___ DATA PROVIDED ___
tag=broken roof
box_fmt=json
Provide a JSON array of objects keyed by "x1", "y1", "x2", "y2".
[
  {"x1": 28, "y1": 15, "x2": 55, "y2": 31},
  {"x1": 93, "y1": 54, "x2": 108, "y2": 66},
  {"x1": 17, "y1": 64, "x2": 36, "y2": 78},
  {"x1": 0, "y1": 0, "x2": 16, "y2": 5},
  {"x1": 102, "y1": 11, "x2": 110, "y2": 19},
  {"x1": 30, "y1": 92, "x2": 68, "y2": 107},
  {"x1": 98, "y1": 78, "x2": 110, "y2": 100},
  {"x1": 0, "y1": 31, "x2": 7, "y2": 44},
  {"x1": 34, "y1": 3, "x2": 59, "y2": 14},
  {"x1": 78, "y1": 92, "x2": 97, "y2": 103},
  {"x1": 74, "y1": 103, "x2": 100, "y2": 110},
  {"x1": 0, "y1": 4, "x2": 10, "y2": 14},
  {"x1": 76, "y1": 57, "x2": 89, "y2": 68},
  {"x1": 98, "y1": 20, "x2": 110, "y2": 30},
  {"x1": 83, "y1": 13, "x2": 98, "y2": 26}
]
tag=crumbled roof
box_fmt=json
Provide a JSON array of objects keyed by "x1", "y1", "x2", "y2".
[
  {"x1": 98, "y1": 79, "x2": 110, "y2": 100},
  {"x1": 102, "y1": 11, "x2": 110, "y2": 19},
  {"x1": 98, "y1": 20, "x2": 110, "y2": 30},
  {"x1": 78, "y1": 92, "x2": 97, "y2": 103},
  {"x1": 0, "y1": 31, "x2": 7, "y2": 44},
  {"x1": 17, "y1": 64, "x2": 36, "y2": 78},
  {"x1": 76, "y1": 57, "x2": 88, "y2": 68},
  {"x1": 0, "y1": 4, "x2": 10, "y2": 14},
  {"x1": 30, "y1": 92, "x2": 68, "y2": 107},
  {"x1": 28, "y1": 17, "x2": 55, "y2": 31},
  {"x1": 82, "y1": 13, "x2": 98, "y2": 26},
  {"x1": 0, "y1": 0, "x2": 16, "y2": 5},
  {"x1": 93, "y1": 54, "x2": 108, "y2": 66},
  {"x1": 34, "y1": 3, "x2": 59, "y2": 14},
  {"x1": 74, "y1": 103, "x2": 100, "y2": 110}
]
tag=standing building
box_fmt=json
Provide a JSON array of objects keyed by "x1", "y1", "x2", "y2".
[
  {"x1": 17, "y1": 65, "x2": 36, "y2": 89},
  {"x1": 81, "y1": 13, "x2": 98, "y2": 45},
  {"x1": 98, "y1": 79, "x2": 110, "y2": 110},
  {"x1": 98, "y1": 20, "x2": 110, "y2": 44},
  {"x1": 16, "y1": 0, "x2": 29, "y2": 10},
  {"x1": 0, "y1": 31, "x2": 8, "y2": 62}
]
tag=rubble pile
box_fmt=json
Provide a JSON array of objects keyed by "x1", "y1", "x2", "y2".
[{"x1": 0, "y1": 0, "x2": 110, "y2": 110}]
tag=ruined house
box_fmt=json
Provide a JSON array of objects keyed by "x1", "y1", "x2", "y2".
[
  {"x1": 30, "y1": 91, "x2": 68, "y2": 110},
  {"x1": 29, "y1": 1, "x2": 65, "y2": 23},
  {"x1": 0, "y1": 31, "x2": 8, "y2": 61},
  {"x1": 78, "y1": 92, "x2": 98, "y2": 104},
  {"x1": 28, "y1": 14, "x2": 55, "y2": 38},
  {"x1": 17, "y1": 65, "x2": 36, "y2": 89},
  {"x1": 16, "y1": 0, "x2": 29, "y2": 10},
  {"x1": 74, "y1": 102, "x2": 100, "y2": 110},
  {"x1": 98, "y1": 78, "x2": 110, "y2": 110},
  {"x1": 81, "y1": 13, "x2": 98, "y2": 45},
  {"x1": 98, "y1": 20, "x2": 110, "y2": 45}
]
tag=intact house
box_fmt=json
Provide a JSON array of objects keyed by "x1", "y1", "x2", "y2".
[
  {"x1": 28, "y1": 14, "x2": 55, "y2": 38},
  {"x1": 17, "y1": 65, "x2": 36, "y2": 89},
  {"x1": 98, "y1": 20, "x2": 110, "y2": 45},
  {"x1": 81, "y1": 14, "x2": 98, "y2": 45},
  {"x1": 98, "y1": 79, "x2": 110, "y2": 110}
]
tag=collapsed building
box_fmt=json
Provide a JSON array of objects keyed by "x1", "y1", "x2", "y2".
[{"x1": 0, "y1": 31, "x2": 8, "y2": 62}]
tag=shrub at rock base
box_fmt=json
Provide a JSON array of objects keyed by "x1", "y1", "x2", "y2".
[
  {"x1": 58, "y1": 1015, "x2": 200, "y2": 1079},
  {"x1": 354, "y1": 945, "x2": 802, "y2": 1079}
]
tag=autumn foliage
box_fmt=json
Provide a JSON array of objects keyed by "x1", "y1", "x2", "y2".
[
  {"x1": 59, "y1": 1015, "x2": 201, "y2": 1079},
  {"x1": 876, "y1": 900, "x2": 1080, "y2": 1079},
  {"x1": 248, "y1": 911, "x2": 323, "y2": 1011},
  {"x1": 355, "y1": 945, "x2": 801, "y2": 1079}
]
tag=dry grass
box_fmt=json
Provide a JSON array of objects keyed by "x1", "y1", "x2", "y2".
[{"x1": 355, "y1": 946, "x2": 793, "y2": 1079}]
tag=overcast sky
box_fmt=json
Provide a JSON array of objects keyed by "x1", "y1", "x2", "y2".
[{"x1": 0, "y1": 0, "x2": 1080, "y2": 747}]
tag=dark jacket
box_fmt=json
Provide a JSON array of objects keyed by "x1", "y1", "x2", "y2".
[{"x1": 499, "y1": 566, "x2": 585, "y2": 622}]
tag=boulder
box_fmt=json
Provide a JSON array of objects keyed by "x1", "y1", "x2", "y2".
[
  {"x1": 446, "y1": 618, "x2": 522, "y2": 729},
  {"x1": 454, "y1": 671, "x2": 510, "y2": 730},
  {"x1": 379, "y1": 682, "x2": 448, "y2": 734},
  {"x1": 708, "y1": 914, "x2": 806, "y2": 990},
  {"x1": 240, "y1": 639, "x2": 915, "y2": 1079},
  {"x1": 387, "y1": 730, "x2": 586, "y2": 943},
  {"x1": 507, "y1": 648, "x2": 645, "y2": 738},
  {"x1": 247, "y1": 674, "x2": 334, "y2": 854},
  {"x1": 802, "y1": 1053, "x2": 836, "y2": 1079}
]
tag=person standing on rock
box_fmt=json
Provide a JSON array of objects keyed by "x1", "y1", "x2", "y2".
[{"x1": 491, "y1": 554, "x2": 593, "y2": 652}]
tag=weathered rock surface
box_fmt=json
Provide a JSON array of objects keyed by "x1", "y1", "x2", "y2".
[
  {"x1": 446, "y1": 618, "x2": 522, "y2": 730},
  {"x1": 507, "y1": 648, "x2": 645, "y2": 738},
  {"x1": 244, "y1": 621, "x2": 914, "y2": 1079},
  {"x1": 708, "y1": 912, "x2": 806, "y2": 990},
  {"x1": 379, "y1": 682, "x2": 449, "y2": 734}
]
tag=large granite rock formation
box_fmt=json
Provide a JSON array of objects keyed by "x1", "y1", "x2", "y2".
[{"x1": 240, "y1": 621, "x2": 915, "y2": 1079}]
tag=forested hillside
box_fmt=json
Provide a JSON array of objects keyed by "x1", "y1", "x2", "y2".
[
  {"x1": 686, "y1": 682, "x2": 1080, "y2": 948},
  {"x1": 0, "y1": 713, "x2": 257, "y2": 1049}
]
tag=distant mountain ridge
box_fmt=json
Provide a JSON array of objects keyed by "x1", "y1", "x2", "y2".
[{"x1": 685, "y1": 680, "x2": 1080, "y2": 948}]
___
- _TASK PROMPT_
Which lines in the entries above contain the word "building"? Copy each of them in full, with uppercase and lowercase counting as different.

- _WORKED SOLUTION_
tag=standing building
tag=collapsed building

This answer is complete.